CHALLENGE -
Reproduce every line, requests included, from the line containing "Annotation task — identify one point per instance of the house" through the end of the data, multiplying each x and y coordinate in the answers by 1.05 and rounding to whole numbers with halves rounded up. Output only those lines, and leave the requests and their format samples unchanged.

+++ MATERIALS PROVIDED +++

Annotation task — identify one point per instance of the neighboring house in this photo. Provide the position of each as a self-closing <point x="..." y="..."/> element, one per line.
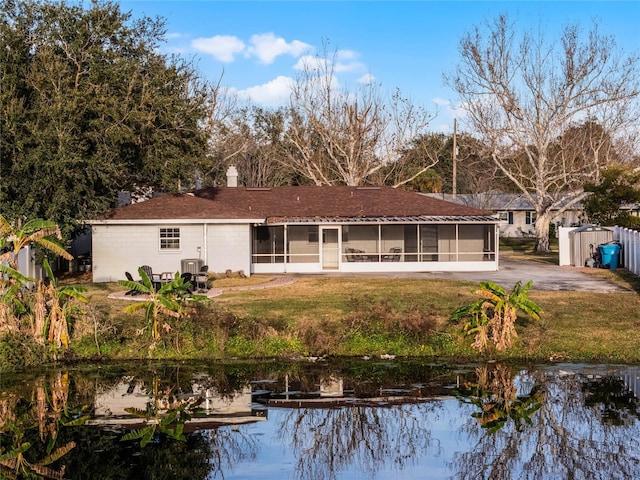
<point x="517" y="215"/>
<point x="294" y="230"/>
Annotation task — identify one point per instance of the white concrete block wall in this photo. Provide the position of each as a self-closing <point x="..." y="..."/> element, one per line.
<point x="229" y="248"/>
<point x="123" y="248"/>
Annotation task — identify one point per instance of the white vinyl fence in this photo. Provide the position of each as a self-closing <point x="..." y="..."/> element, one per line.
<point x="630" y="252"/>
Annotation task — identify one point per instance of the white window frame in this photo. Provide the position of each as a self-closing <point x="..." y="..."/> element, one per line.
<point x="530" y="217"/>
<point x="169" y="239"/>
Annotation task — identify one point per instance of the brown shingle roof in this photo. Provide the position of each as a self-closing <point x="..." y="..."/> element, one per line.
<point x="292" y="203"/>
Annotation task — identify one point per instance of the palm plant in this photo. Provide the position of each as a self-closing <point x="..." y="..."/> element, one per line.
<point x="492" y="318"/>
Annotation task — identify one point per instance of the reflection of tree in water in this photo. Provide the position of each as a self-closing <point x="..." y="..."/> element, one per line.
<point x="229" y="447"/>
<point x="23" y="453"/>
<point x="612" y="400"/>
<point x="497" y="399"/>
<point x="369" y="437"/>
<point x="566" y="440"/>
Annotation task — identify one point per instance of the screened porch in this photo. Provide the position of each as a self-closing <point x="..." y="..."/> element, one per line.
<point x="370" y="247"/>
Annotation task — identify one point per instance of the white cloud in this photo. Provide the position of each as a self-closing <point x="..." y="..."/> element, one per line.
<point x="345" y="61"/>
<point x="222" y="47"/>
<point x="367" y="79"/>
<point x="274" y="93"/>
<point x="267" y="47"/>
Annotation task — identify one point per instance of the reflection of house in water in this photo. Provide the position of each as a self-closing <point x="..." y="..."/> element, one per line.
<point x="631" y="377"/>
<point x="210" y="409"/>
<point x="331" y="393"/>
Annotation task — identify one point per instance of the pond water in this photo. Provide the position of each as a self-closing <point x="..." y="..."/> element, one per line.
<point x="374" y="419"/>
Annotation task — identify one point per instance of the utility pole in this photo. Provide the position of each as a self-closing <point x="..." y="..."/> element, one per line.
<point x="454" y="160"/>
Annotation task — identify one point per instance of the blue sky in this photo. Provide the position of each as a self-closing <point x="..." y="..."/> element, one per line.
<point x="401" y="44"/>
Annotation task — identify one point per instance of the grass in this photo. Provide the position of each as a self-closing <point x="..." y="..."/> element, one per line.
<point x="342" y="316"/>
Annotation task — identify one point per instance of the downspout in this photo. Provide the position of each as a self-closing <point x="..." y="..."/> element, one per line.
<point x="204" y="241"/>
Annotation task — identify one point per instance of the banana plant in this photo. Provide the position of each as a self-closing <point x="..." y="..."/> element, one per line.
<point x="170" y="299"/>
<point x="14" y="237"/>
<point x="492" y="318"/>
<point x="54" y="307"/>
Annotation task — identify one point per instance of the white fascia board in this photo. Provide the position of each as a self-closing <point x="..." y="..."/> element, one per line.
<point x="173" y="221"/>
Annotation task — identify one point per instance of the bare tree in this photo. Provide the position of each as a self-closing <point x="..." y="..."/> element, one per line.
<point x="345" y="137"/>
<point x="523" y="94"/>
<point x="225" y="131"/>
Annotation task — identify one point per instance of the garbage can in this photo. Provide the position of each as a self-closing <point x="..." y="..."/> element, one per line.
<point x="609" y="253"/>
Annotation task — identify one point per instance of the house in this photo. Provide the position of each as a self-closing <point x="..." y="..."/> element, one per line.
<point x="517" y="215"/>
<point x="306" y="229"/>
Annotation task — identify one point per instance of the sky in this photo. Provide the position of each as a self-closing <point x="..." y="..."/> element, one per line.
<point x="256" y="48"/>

+++

WRITTEN REPLY -
Annotation task — identify one point per instance of the house in this photo. Provide the position of each as a self-closing <point x="..." y="..."/> element, one per line.
<point x="543" y="226"/>
<point x="321" y="240"/>
Annotation task — identify one point per instance of the sky in this photo. Provide the position of each as a self-closing <point x="..." y="..."/> element, one per line.
<point x="269" y="50"/>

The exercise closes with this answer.